## What you will do
Rewrite the listing below as a Markdown table with the columns Row and Line, numbering each line in order. Skip blank lines and omit the pictures.

[Start Data shown]

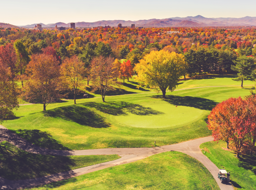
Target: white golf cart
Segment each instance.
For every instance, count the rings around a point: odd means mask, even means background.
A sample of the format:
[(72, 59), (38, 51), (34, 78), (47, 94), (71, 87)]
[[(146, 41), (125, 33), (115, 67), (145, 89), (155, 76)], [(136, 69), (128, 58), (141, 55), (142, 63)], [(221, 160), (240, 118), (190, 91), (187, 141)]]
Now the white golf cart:
[(228, 182), (227, 174), (228, 172), (224, 169), (220, 169), (218, 173), (218, 178), (221, 181), (222, 183), (226, 183)]

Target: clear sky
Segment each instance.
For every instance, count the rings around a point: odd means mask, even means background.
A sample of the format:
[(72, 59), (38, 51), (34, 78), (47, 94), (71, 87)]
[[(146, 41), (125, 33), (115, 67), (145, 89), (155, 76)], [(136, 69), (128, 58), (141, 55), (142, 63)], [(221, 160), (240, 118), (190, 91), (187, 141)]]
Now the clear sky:
[(201, 15), (256, 16), (255, 0), (1, 0), (0, 22), (16, 25)]

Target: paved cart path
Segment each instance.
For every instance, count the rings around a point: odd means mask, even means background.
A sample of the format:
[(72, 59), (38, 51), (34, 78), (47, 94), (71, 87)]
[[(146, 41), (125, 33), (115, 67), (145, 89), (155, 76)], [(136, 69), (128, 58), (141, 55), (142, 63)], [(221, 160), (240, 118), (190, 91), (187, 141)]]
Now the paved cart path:
[[(20, 189), (43, 185), (75, 177), (95, 171), (122, 164), (130, 163), (150, 156), (168, 151), (175, 151), (186, 154), (201, 162), (212, 173), (222, 190), (233, 190), (230, 183), (222, 184), (217, 177), (219, 169), (201, 152), (199, 148), (202, 143), (213, 140), (207, 137), (174, 145), (153, 148), (116, 148), (77, 151), (50, 150), (38, 147), (11, 133), (0, 125), (0, 142), (6, 141), (17, 147), (30, 153), (61, 156), (117, 154), (122, 157), (117, 160), (34, 179), (10, 180), (0, 177), (0, 189)], [(157, 144), (157, 142), (156, 142)]]

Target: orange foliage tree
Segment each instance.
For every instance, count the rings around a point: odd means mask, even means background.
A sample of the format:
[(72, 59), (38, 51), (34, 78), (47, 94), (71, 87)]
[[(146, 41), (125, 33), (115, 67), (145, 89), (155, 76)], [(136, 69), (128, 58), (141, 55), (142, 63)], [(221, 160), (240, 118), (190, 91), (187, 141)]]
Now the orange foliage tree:
[(226, 141), (227, 147), (238, 157), (242, 148), (252, 145), (251, 132), (255, 128), (247, 104), (240, 97), (231, 98), (217, 105), (208, 116), (208, 127), (214, 140)]
[(60, 68), (56, 57), (45, 54), (34, 55), (27, 65), (28, 78), (23, 96), (31, 102), (41, 102), (43, 111), (50, 102), (60, 98)]
[(126, 79), (129, 81), (129, 78), (132, 77), (134, 73), (133, 68), (131, 65), (130, 60), (128, 60), (126, 62), (124, 61), (122, 63), (121, 63), (119, 78), (123, 79), (124, 84), (124, 79)]
[(79, 60), (77, 56), (73, 55), (64, 60), (61, 69), (66, 83), (69, 88), (74, 90), (74, 101), (76, 104), (76, 95), (85, 72), (84, 63)]

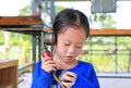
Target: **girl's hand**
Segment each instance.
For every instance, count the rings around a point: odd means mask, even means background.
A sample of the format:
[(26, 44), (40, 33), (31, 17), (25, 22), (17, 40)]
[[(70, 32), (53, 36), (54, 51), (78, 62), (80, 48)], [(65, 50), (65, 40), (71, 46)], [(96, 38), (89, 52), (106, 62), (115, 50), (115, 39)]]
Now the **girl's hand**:
[(41, 61), (41, 68), (46, 72), (56, 72), (56, 63), (51, 58), (44, 58)]
[(76, 74), (73, 72), (64, 72), (60, 76), (61, 85), (66, 86), (67, 88), (71, 88), (76, 80)]

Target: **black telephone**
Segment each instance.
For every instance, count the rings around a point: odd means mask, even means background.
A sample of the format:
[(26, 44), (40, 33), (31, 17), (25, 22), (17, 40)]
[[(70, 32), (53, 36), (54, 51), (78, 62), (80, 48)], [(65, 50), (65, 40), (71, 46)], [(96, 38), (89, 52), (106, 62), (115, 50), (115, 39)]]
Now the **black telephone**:
[[(55, 33), (47, 33), (47, 32), (41, 32), (41, 56), (51, 56), (52, 54), (49, 50), (47, 50), (47, 45), (55, 45), (56, 43), (56, 35)], [(60, 85), (60, 79), (57, 77), (56, 72), (51, 72), (53, 78)], [(60, 85), (62, 88), (67, 88), (63, 85)]]

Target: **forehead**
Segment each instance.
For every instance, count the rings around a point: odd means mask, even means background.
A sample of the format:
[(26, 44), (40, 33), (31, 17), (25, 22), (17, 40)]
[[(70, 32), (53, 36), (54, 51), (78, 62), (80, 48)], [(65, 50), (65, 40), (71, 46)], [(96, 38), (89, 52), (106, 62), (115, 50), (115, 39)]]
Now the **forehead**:
[(67, 27), (58, 35), (58, 37), (83, 41), (86, 39), (86, 34), (82, 27)]

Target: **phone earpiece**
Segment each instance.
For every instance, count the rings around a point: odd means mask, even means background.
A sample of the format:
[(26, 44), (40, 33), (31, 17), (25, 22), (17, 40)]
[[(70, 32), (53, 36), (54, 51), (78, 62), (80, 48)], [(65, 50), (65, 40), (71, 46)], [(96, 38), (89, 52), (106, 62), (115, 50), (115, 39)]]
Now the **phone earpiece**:
[(56, 43), (56, 34), (55, 33), (44, 33), (44, 42), (47, 45)]

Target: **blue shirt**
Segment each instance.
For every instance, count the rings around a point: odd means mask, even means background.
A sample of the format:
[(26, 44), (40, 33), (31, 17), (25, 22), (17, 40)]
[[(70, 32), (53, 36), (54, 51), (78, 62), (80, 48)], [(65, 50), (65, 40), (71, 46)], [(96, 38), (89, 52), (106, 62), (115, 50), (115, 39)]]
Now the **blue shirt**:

[End Data shown]

## Response for this exercise
| Row | Line |
|---|---|
| 1 | Target: white golf cart |
| 2 | Segment each instance. |
| 3 | For every instance, count the rings around a point: odd means mask, even means background. |
| 4 | A sample of the format: |
| 5 | [(72, 59), (38, 51), (34, 78), (47, 94), (71, 87)] |
| 6 | [[(146, 41), (125, 33), (115, 67), (145, 89), (155, 76)], [(136, 69), (128, 58), (141, 55), (142, 63)], [(221, 160), (240, 118), (190, 91), (187, 141)]] |
| 7 | Now the white golf cart: |
| 8 | [(228, 182), (227, 174), (228, 172), (224, 169), (220, 169), (218, 173), (218, 178), (221, 181), (222, 183), (226, 183)] |
| 9 | Target: clear sky |
| 10 | Segment each instance. |
| 11 | For every instance, count the rings around a point: odd means mask, even means background. |
| 12 | A sample of the format: |
| 13 | [(72, 59), (38, 51), (34, 78), (47, 94), (71, 87)] |
| 14 | [[(146, 41), (125, 33), (115, 67), (145, 89), (155, 76)], [(136, 69), (128, 58), (141, 55), (142, 63)], [(221, 160), (240, 118), (190, 91), (187, 141)]] |
| 15 | Now the clear sky: |
| 16 | [(201, 15), (256, 16), (255, 0), (1, 0), (0, 22), (16, 25)] |
| 17 | Target: paved cart path |
| 18 | Segment each instance. |
| 19 | For every instance, count the rings around a point: odd means mask, even means background. |
| 20 | A sample of the format: |
| 21 | [(72, 59), (38, 51), (34, 78), (47, 94), (71, 87)] |
| 22 | [[(146, 41), (125, 33), (115, 67), (145, 89), (155, 76)], [(136, 69), (128, 58), (141, 55), (142, 63)], [(221, 160), (240, 118), (190, 91), (187, 141)]] |
| 23 | Now the paved cart path: |
| 24 | [[(20, 189), (43, 185), (75, 177), (95, 171), (122, 164), (130, 163), (150, 156), (168, 151), (175, 151), (186, 154), (201, 162), (212, 173), (222, 190), (233, 190), (230, 183), (222, 184), (217, 177), (219, 169), (201, 152), (199, 148), (202, 143), (213, 140), (207, 137), (174, 145), (153, 148), (116, 148), (77, 151), (50, 150), (38, 147), (11, 133), (0, 125), (0, 142), (6, 141), (17, 147), (30, 153), (61, 156), (117, 154), (122, 157), (117, 160), (34, 179), (10, 180), (0, 177), (0, 189)], [(157, 144), (157, 142), (156, 142)]] |
| 25 | Target: orange foliage tree |
| 26 | Segment each instance. |
| 27 | For every instance, count the rings around a point: odd means mask, even means background. |
| 28 | A sample of the format: |
| 29 | [(72, 59), (38, 51), (34, 78), (47, 94), (71, 87)] |
| 30 | [[(146, 41), (125, 33), (115, 67), (145, 89), (155, 76)], [(136, 69), (128, 58), (141, 55), (142, 63)], [(221, 160), (240, 118), (190, 91), (187, 141)]] |
| 31 | Now the orange foliage tree: |
| 32 | [(226, 141), (227, 147), (238, 157), (242, 148), (252, 145), (251, 132), (255, 128), (247, 104), (240, 97), (231, 98), (217, 105), (208, 116), (208, 127), (214, 140)] |
| 33 | [(60, 68), (56, 57), (45, 54), (34, 55), (27, 65), (28, 78), (23, 96), (31, 102), (41, 102), (43, 111), (50, 102), (60, 98)] |
| 34 | [(126, 79), (129, 81), (129, 78), (132, 77), (134, 73), (133, 68), (131, 65), (130, 60), (128, 60), (126, 62), (124, 61), (122, 63), (121, 63), (119, 78), (123, 79), (124, 84), (124, 79)] |
| 35 | [(79, 60), (77, 56), (73, 55), (64, 60), (61, 69), (66, 83), (69, 88), (74, 90), (74, 101), (76, 104), (76, 95), (85, 72), (84, 63)] |
| 36 | Target: **girl's hand** |
| 37 | Segment each instance. |
| 38 | For every instance, count the rings around a point: odd means mask, even means background. |
| 39 | A sample of the format: |
| 40 | [(26, 44), (40, 33), (31, 17), (25, 22), (17, 40)] |
| 41 | [[(70, 32), (53, 36), (54, 51), (78, 62), (80, 48)], [(65, 50), (65, 40), (71, 46)], [(96, 38), (89, 52), (106, 62), (115, 50), (115, 39)]] |
| 42 | Now the **girl's hand**: |
| 43 | [(41, 61), (41, 68), (46, 72), (56, 72), (56, 63), (51, 58), (44, 58)] |
| 44 | [(76, 74), (73, 72), (64, 72), (60, 76), (61, 85), (66, 86), (67, 88), (71, 88), (76, 80)] |
| 45 | Target: **black telephone** |
| 46 | Segment each instance. |
| 47 | For every instance, count the rings around a point: odd means mask, even means background. |
| 48 | A sample of the format: |
| 49 | [(26, 44), (40, 33), (31, 17), (25, 22), (17, 40)] |
| 50 | [[(70, 32), (53, 36), (54, 51), (78, 62), (80, 48)], [(65, 50), (65, 40), (71, 46)], [(96, 38), (89, 52), (106, 62), (115, 50), (115, 39)]] |
| 51 | Now the **black telephone**: |
| 52 | [[(55, 33), (47, 33), (47, 32), (41, 32), (41, 56), (51, 56), (52, 54), (49, 50), (47, 50), (47, 45), (55, 45), (56, 43), (56, 35)], [(60, 85), (60, 79), (57, 77), (56, 72), (51, 72), (53, 78)], [(60, 85), (62, 88), (67, 88), (63, 85)]] |
| 53 | Target: **forehead** |
| 54 | Segment each instance. |
| 55 | For every instance, count the rings around a point: odd means mask, even means background. |
| 56 | A sample of the format: |
| 57 | [(26, 44), (40, 33), (31, 17), (25, 22), (17, 40)] |
| 58 | [[(70, 32), (53, 36), (54, 51), (78, 62), (80, 48)], [(65, 50), (65, 40), (71, 46)], [(96, 38), (89, 52), (106, 62), (115, 50), (115, 39)]] |
| 59 | Now the **forehead**: |
| 60 | [(67, 27), (58, 35), (58, 37), (83, 41), (86, 39), (86, 34), (82, 27)] |
| 61 | Target: **phone earpiece** |
| 62 | Segment each instance. |
| 63 | For every instance, count the rings around a point: odd means mask, even means background. |
| 64 | A sample of the format: |
| 65 | [(26, 44), (40, 33), (31, 17), (25, 22), (17, 40)] |
| 66 | [[(70, 32), (53, 36), (54, 51), (78, 62), (80, 48)], [(65, 50), (65, 40), (71, 46)], [(96, 38), (89, 52), (106, 62), (115, 50), (115, 39)]] |
| 67 | Now the **phone earpiece**: |
| 68 | [(56, 43), (56, 34), (55, 33), (44, 33), (44, 42), (47, 45)] |
| 69 | Target: **blue shirt** |
| 70 | Segment each instance. |
| 71 | For every instance, count the rings around a point: odd means mask, even means background. |
| 72 | A sample of the format: |
| 73 | [(26, 44), (40, 33), (31, 17), (25, 22), (17, 40)] |
| 74 | [[(70, 32), (53, 36), (54, 51), (78, 62), (80, 48)], [(65, 50), (65, 40), (71, 46)], [(96, 38), (89, 52), (106, 62), (115, 50), (115, 39)]] |
| 75 | Now the **blue shirt**: |